> Work to complete
Extend the text below on disclination loops around inner droplet cores, starting right after its last sentence.

> Extract provided
--- start ---

Increasing the activity (ζ = 0.04 or Er 157) strengthens the active back-flows, retaining the rotor-like loop dynamics but now with a stretched contour length (Supplementary Notes 3, Fig. S6) and ‘s’-shaped coiling of the −1/2 disclination segments around the passive cores (Fig. 4e–g). Here, the local writhe supports extended −1/2 segments to sweep out the director solid angle (Fig. 4h). In between the −1/2 profiles, the twist and +1/2 profiles have an approximately uniform Ω, suggesting that the contributions to the odd charge are spatially localised close to the inner droplets. The two azimuthal +1/2 segments power a coherent central vortex that, in turn, supports the loops rotation, all while axially pinned to the cores by the passive −1/2 segments. With the +1/2 profiles located equidistant between the two inner cores, the flow state is achiral. However, this symmetry is unstable and eventually transitions into a chiral pattern (Fig. 4i–k). In this transition, the  +1/2 profiles skew towards alternative inner emulsions (Fig. 4l), driving a central vortex that periodically switches the rotation axis (see also Supplementary Movie 6). Correspondingly, the −1/2 disclination segments transition from an ‘s’ shape to a ‘c’-shaped conformation, which forms close to a full −1/2 circle from the side view.

As for the case of a single core emulsion, we performed simulations changing the radius of the inner cores to access the role of confinement (see Supplementary note 2, Fig. S4). We find that increasing its value from 8 to 10 has negligible effects on the dynamics, with the disclination loop still behaving as a rotor. Increasing the radius further, instead, renders the loop non motile. At higher activity (ζ = 0.04) and larger values of radius, the loop becomes again motile, with an S-shaped profile akin to the one previously shown in Fig. 4.

--- end ---

> Data extract
--- start ---

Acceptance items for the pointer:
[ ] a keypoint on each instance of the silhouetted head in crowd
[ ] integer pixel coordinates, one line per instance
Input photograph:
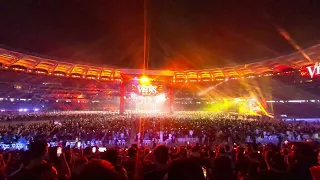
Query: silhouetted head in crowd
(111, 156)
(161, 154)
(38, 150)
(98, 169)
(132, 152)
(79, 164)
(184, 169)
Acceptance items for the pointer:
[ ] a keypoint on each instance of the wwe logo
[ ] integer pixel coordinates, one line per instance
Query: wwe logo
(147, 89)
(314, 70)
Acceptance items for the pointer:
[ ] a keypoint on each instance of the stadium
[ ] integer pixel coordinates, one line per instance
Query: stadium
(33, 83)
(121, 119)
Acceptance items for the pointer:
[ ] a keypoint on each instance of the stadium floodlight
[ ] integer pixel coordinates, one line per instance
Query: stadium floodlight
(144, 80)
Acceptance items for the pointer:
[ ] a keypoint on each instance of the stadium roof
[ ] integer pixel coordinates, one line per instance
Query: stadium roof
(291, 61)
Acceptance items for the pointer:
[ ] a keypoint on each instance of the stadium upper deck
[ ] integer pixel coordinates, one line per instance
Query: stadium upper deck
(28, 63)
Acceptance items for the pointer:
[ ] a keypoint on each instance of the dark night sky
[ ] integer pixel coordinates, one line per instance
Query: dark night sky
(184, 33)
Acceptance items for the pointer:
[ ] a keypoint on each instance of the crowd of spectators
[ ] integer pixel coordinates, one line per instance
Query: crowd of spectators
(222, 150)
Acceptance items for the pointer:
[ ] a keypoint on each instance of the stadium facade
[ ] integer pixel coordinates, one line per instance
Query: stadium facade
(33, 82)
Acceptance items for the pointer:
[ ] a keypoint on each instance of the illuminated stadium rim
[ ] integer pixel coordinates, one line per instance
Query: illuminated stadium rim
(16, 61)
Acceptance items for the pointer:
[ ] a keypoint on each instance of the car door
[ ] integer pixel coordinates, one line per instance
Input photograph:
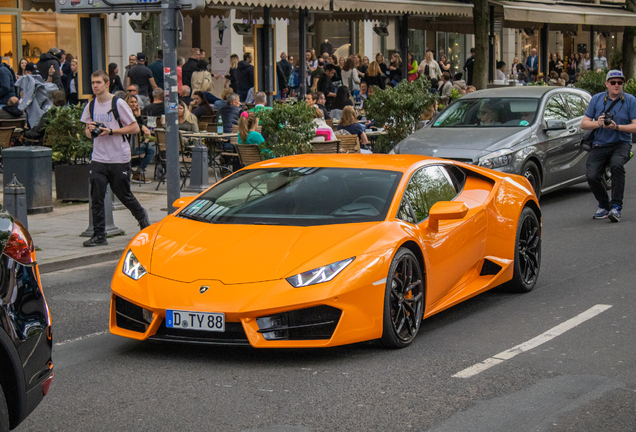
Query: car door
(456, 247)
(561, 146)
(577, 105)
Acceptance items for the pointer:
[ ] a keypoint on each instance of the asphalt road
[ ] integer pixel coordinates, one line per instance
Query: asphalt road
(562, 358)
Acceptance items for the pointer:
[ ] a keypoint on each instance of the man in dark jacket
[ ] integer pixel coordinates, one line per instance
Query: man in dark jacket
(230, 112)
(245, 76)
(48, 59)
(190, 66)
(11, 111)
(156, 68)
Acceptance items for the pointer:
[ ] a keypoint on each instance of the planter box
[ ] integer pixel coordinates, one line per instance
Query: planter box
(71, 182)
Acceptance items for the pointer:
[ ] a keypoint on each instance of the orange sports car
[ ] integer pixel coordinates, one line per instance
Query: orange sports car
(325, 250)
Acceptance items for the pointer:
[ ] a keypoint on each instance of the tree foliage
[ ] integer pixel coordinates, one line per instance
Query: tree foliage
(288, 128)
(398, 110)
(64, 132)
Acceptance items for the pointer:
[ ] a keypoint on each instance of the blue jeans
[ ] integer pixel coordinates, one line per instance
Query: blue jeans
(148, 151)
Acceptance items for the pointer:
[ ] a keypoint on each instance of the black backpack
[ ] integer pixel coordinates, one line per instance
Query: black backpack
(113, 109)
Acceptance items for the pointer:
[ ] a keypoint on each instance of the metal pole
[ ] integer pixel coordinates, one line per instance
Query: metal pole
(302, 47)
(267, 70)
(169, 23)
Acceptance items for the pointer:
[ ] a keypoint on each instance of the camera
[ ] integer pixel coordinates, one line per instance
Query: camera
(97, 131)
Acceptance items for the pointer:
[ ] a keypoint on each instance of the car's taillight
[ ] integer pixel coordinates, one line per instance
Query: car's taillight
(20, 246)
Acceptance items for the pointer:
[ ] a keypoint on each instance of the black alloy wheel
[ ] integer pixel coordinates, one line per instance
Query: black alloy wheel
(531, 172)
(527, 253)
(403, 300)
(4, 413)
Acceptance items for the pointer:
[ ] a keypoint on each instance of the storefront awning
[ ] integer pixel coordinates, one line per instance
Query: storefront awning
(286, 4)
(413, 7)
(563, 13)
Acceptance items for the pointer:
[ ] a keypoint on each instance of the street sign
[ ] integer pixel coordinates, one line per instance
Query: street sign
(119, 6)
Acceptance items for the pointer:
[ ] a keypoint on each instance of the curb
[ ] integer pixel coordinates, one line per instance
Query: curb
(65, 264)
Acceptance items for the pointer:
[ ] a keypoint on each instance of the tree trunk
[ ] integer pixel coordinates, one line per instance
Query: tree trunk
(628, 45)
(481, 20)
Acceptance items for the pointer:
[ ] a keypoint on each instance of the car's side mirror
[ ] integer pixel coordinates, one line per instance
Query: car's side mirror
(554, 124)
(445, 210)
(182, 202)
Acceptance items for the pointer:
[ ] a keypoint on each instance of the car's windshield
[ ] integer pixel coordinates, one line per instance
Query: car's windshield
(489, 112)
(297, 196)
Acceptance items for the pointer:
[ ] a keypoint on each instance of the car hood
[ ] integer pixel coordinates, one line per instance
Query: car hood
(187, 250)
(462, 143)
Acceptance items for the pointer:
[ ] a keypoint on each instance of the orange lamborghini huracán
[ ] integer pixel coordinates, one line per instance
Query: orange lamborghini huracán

--- end ---

> Expected answer
At yet larger activity (ζ = 0.08 or Er 315), the emergence of chaotic dynamics contributes rich dynamical and topological states (Fig. 5 and Supplementary Movie 7) that resemble active living polymers55. The charged loop departs from the spatio-temporally ordered flow states, instead continuously stretching and writhing into complex conformations. The departure from the simple elliptic loops into coiled and extended hairpin structures means that the non-trivial loop can depart from the two +1/2, two −1/2 segments. Indeed, examples can be seen with three +1/2 profiles (Fig. 5a–d), that locally ‘pinch’ and drive the disclination loops into threaded dynamics. Loop ‘pinching’ is associated with  +1/2 segments due to their self-motile active backflows38. The continual stretching/shrinking and  + 1/2-driven threading dynamics eventually leads to splitting and recombination dynamics, generating multiple loops (Fig. 5e–h). Topological constraints restrict the number and nature of possible loop combinations. Since the two-core emulsions require only an odd bulk charge, configurations with 3-charged loops can be observed transiently. Charge neutral loops have no topological constraints on their number, and examples can be observed with one (Fig. 5g, h) or two (Fig. 5e, f) trivial loops accompanying the charged loop. In each case, loops are always observed to have −1/2 disclination profiles pinned to the passive cores, demonstrating that geometric constraints are crucial to the self-assembled defect organisation in these confined topological environments.

Fig. 5: Extensile two-core emulsion with homeotropic anchoring: Chaotic regime.
figure 5

ah Different configurations of a two-core emulsion for ζ = 0.08. In this regime the charged loop departs from the spatio-temporally ordered flow states, continuously stretching and writhing into complex conformations (ad). The continual stretching/shrinking and  + 1/2-driven threading dynamics eventually facilitates the loop to undergo splitting and recombination dynamics, which leads to multiple loops (eh), with different possible combinations of charged and uncharged loops.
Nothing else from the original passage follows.